[Dataset excerpts]
================================
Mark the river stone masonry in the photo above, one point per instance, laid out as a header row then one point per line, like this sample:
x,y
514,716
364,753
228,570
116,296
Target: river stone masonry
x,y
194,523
================================
> REQUIRED WORK
Set down the preceding data verbatim. Every line belongs in the copy.

> TASK RESPONSE
Mark the river stone masonry in the photo above, one point per instance, laid out as a header row then one point per line, like this sample:
x,y
514,716
364,753
228,570
116,296
Target: river stone masonry
x,y
194,523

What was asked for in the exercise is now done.